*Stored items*

------------------------------

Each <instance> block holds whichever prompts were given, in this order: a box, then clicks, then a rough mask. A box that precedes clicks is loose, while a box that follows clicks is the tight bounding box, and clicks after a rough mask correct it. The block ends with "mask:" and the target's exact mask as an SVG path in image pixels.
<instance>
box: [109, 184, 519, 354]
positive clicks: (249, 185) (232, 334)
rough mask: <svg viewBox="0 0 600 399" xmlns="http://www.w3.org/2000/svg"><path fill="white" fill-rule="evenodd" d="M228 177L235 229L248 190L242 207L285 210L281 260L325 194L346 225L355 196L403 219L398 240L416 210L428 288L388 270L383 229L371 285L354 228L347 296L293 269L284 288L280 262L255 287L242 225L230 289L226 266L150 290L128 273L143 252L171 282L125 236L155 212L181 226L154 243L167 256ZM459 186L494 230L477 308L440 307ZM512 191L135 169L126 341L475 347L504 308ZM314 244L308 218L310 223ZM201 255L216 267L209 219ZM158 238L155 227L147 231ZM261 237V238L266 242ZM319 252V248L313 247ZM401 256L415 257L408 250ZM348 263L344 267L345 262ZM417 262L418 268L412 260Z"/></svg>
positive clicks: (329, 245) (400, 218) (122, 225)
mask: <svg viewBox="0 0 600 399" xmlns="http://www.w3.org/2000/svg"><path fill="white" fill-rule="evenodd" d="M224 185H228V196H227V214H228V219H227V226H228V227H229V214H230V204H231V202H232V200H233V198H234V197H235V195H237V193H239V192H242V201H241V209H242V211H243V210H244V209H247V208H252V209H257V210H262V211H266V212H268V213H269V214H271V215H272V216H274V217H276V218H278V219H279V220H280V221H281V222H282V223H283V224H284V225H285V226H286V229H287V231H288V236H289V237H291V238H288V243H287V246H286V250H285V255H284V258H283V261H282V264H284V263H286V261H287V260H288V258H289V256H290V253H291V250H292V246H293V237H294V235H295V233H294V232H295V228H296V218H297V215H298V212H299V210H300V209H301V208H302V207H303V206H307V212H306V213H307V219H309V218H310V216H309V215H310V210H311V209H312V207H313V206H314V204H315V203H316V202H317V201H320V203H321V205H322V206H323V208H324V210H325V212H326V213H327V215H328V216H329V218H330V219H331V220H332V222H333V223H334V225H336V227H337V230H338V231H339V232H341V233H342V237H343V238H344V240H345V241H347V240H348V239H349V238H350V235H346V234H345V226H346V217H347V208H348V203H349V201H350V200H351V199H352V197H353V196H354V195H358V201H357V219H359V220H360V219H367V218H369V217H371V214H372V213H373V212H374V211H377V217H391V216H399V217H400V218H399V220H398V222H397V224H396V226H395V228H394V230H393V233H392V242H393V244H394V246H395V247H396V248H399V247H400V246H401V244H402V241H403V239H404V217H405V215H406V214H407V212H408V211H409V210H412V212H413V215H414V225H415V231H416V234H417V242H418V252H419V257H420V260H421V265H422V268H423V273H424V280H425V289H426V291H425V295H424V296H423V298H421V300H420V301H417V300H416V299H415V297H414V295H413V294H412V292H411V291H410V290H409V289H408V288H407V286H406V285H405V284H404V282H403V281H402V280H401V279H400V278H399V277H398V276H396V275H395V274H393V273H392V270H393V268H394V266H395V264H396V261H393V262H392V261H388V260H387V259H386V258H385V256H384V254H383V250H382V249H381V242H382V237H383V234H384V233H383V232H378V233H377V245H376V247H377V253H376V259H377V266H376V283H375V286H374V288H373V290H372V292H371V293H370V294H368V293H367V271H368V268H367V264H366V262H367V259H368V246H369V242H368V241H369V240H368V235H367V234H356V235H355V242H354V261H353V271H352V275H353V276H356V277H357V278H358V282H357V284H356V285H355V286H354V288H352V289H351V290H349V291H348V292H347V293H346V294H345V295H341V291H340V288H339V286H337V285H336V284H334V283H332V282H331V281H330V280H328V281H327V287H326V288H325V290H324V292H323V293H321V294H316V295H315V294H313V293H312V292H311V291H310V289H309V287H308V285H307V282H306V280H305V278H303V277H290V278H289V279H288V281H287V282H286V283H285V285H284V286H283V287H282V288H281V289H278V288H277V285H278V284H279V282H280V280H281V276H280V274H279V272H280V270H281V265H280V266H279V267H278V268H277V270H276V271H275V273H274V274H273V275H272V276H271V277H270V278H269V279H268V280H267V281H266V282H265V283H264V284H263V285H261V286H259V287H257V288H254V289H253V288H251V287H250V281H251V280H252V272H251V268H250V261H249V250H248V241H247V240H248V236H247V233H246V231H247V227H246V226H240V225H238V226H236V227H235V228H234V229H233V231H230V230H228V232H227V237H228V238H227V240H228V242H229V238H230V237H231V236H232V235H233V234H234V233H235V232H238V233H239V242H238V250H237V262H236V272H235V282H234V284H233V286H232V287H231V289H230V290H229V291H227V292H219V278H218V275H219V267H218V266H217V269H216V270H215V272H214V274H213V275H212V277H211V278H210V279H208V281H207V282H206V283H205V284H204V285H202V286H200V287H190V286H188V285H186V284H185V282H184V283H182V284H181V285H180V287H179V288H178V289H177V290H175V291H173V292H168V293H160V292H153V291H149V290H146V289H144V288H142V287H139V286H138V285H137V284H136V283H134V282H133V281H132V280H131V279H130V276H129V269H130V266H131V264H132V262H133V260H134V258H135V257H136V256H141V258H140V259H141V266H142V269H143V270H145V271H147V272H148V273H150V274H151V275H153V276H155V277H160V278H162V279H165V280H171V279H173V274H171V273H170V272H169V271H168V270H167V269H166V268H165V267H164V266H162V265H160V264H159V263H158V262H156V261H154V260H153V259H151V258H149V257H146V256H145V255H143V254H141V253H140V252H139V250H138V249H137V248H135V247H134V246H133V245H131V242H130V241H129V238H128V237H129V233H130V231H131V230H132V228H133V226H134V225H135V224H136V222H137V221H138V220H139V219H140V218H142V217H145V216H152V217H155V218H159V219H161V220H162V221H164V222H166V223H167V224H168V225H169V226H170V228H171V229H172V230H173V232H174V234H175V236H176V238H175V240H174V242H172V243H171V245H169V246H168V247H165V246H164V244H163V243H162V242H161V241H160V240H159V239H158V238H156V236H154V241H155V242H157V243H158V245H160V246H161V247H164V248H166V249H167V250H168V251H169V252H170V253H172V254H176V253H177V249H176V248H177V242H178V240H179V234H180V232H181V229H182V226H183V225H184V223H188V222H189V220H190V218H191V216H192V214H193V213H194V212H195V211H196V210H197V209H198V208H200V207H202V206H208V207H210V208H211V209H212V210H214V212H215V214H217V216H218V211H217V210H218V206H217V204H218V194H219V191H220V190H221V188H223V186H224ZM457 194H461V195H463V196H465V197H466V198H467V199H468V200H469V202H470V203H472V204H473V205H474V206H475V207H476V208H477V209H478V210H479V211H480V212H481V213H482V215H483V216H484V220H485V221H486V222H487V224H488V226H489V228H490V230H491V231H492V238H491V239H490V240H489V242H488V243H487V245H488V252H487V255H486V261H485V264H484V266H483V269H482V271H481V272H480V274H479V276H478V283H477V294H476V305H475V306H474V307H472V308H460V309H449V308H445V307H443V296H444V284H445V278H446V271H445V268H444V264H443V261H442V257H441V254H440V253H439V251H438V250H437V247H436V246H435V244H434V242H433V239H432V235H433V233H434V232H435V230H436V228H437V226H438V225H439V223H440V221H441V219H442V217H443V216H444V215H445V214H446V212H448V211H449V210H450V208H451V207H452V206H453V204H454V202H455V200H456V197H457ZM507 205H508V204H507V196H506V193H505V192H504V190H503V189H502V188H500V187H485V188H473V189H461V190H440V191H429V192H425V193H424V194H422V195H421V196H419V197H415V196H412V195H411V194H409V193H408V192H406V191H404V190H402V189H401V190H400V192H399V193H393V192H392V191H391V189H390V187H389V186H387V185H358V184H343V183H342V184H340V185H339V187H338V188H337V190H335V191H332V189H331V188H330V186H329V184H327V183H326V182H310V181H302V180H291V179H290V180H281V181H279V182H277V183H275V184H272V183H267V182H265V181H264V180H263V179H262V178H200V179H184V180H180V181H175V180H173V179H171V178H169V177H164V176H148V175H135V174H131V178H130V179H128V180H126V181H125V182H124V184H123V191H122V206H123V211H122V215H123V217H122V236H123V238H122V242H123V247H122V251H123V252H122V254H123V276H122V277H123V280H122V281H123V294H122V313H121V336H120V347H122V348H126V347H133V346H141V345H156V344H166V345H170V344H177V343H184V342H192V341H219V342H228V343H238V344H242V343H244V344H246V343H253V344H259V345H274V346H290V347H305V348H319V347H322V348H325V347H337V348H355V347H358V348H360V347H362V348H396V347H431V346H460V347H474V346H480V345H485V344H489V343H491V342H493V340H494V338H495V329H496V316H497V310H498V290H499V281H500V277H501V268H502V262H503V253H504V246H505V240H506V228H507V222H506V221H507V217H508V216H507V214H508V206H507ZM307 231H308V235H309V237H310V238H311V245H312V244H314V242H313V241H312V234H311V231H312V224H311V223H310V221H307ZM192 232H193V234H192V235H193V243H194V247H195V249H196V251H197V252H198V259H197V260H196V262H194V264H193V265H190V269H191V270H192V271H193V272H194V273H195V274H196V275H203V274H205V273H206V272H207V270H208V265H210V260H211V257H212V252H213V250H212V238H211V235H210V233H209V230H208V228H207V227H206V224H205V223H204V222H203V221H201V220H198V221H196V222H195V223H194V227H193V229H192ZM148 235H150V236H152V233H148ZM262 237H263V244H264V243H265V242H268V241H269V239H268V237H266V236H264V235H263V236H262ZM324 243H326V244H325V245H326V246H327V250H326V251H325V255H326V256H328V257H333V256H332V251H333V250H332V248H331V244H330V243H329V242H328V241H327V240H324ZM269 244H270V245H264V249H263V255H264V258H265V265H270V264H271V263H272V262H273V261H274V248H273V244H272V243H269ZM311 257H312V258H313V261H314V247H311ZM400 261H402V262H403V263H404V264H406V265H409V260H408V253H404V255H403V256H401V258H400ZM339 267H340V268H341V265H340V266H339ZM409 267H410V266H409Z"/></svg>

------------------------------

*What to work on*
Send back the lines of the records word for word, from the very first through the line containing "rough mask: <svg".

*Solution*
Each <instance> block holds whichever prompts were given, in this order: a box, then clicks, then a rough mask. A box that precedes clicks is loose, while a box that follows clicks is the tight bounding box, and clicks after a rough mask correct it. The block ends with "mask:" and the target's exact mask as an SVG path in image pixels.
<instance>
box: [109, 184, 519, 354]
positive clicks: (249, 185) (232, 334)
rough mask: <svg viewBox="0 0 600 399" xmlns="http://www.w3.org/2000/svg"><path fill="white" fill-rule="evenodd" d="M228 177L235 229L248 190L242 207L285 210L281 260L325 194L346 225L355 196L403 219L398 240L416 210L428 288L388 270L383 229L371 285L354 228L347 296L293 269L284 288L280 262L255 287L242 225L230 289L226 266L150 290L128 273L143 252L171 282L125 236L155 212L181 226L154 243L167 256ZM459 186L494 230L477 308L440 307ZM512 191L135 169L126 341L475 347L504 308ZM314 244L308 218L310 223ZM201 255L216 267L209 219ZM158 238L155 227L147 231ZM261 237V238L266 242ZM319 252V248L313 247ZM401 256L415 257L408 250ZM348 263L344 267L345 262ZM417 262L418 268L412 260Z"/></svg>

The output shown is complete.